[Text extract]:
..........

As Hybrid Open Access Grows, the Scholarly Community Needs Article-level OA Metadata

Wordle on a German Open Access Text

Wordle on a German Open Access Text (Photo credit: Wikipedia)

Over the past decade, open access (OA) delivery of content has seen rapid growth and has proven itself as a viable business model for distributing scholarly content. Increasingly, many publishers are providing OA options to authors, and a growing number of funding agencies are mandating that researchers release their results to the community via some form of OA distribution model. According to the Registry of Open Access Repositories Mandatory Archiving Policies (ROARMAP), there are now 54 funding organizations mandating some form of OA publication as a condition of a grant award, with an additional 10 funders considering some form of mandate. Beyond funding mandates, some 163 institutional mandates are in place worldwide, with several dozen more sub-institutional mandates. Many “traditional” (i.e., subscription-based) publishers are moving beyond limited experimentation with different OA options to full implementation of hybrid models. The SHERPA/RoMEO site provides a list of more than 100 publishers who offer hybrid OA services along with details of those plans. These hybrid models allow for accommodation of papers from authors who are either required to publish OA as a condition of their funding, or due to adherence to an institutional mandate, or are simply choosing to pursue OA publication for their own personal preferences.

..........

[Exercise instructions]:
a) According to the open access article, how many funding organizations now mandate some form of OA publication as a condition of a grant award?
b) Pick up the open access article after its last sentence and keep writing it.
The listing isn't needed for any of this.

Named-object pointing records
..........

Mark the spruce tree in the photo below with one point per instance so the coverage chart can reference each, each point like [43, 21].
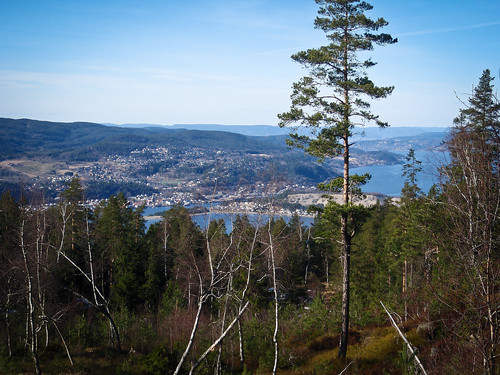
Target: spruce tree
[330, 102]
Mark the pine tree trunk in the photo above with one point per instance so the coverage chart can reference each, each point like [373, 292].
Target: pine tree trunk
[346, 257]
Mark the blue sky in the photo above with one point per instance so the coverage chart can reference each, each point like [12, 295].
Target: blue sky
[226, 61]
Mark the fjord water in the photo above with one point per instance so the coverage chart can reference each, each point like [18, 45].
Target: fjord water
[388, 179]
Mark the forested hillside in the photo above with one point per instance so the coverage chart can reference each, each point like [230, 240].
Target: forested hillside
[92, 291]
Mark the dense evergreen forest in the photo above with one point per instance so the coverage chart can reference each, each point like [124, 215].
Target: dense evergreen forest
[91, 291]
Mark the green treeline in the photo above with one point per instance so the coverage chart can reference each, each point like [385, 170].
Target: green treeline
[93, 291]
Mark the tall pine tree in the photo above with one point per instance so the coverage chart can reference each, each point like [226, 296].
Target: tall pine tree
[329, 101]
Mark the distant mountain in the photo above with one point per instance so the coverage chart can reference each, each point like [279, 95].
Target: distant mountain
[142, 158]
[360, 133]
[81, 141]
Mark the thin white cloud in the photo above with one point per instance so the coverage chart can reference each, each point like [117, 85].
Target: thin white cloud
[448, 29]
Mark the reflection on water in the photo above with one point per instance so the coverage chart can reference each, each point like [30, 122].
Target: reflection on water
[202, 220]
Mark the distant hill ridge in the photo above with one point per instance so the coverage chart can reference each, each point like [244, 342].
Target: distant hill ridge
[366, 133]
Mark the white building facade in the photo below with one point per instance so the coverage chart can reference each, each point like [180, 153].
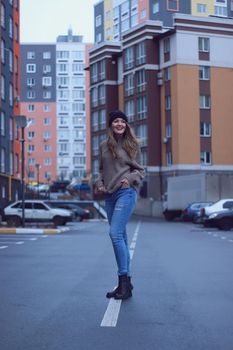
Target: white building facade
[71, 111]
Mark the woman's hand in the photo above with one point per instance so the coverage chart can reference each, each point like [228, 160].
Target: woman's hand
[99, 190]
[124, 183]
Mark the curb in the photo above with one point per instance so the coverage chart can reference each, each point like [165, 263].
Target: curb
[32, 231]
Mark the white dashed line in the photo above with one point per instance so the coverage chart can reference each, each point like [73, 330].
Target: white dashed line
[111, 314]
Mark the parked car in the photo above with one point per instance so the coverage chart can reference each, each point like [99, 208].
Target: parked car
[36, 211]
[221, 205]
[192, 211]
[222, 220]
[79, 213]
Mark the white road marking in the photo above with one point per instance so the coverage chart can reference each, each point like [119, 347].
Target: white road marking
[111, 314]
[133, 245]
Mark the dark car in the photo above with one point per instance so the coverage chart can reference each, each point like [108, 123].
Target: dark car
[79, 213]
[223, 220]
[192, 211]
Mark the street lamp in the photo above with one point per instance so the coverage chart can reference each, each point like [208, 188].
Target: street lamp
[21, 122]
[38, 179]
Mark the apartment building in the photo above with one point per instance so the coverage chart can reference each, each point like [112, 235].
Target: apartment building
[38, 104]
[114, 17]
[175, 85]
[72, 106]
[9, 102]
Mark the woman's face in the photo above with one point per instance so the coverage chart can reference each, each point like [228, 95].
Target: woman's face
[118, 126]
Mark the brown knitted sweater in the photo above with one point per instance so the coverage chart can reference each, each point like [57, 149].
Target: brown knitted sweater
[112, 171]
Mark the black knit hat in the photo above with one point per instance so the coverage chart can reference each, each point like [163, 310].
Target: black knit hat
[116, 114]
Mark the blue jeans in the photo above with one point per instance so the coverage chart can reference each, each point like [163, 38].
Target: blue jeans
[119, 207]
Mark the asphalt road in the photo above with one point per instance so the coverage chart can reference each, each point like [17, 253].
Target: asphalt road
[52, 290]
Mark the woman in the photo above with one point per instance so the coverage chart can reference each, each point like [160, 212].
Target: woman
[119, 179]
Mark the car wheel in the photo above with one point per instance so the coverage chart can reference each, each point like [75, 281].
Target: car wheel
[58, 221]
[225, 224]
[14, 221]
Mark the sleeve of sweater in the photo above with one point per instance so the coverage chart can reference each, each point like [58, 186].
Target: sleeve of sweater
[99, 182]
[137, 171]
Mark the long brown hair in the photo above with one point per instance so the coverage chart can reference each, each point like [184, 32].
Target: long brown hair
[129, 142]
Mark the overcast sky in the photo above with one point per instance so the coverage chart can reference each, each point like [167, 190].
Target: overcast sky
[44, 20]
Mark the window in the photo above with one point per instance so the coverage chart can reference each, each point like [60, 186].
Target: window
[94, 97]
[141, 80]
[125, 25]
[94, 121]
[10, 60]
[204, 73]
[31, 148]
[201, 8]
[3, 87]
[46, 68]
[205, 158]
[2, 51]
[47, 161]
[169, 158]
[3, 160]
[168, 103]
[129, 110]
[31, 55]
[62, 81]
[220, 11]
[129, 58]
[167, 75]
[102, 119]
[3, 16]
[155, 6]
[63, 54]
[46, 55]
[95, 145]
[205, 129]
[31, 94]
[204, 102]
[102, 70]
[129, 84]
[62, 68]
[11, 95]
[141, 107]
[46, 135]
[168, 130]
[141, 133]
[47, 81]
[11, 27]
[173, 5]
[94, 76]
[31, 68]
[31, 81]
[98, 21]
[31, 134]
[16, 32]
[47, 121]
[140, 53]
[166, 45]
[3, 124]
[204, 44]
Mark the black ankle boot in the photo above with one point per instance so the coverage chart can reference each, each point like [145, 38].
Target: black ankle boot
[124, 289]
[116, 290]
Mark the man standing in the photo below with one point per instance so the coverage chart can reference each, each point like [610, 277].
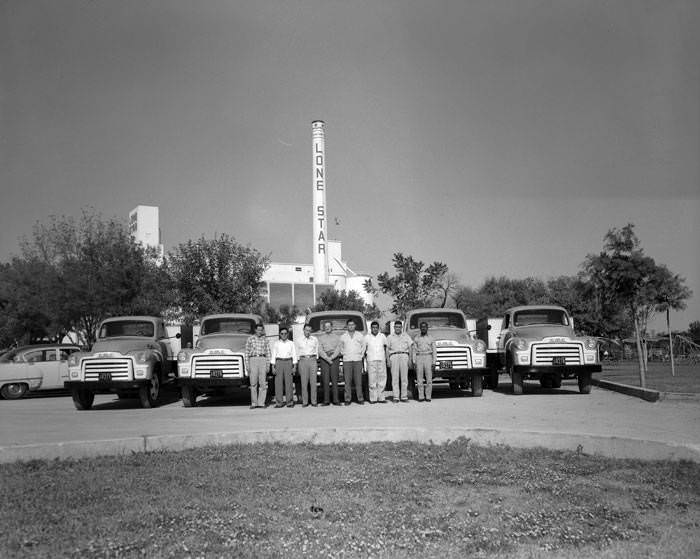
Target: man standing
[424, 357]
[257, 363]
[398, 346]
[284, 360]
[329, 352]
[307, 352]
[352, 346]
[375, 342]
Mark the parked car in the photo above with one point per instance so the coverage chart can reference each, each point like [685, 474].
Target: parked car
[35, 367]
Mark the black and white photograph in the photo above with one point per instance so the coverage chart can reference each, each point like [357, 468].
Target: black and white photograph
[350, 278]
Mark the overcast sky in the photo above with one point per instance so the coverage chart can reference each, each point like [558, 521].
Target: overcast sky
[502, 137]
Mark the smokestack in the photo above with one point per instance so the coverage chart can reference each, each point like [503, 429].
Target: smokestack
[320, 231]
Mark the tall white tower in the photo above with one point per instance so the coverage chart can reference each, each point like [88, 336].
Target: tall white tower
[320, 229]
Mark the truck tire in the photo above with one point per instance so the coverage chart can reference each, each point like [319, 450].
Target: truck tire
[14, 390]
[82, 398]
[493, 380]
[189, 396]
[584, 383]
[149, 394]
[477, 385]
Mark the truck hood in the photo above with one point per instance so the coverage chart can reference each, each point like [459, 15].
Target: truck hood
[234, 342]
[456, 334]
[124, 345]
[539, 331]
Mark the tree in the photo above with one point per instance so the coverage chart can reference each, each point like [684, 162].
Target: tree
[332, 300]
[216, 275]
[413, 285]
[76, 273]
[622, 275]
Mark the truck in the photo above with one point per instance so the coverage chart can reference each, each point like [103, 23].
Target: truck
[132, 357]
[216, 365]
[538, 342]
[461, 358]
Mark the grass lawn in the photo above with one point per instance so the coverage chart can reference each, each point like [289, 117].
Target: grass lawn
[373, 500]
[687, 378]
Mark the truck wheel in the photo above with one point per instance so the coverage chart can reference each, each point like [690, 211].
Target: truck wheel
[150, 393]
[477, 385]
[517, 383]
[584, 383]
[14, 390]
[189, 396]
[82, 398]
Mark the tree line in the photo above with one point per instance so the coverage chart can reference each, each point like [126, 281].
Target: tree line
[75, 272]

..........

[Responses]:
a) 54

b)
While there are an increasing number of OA articles in these hybrid titles, there is no standard way to represent to readers, or to discovery systems, that an article is freely available outside of a subscription wall. In most cases, discovery and link-resolution systems describe access terms only at the journal level, so OA papers that are published in hybrid journals might not be made visible to patrons because of the systems’ presumption about access. If a searcher does not specify they would like to include all indexed articles, all of the content contained within a subscription-based journal title that the institution does not have access to will likely be excluded from search results. If a user does specify they want a broader “all-content” search and is provided with an OA article as a result option, often the only way to determine if an article is freely accessible is to attempt to gain access and await the appearance or absence of a paywall.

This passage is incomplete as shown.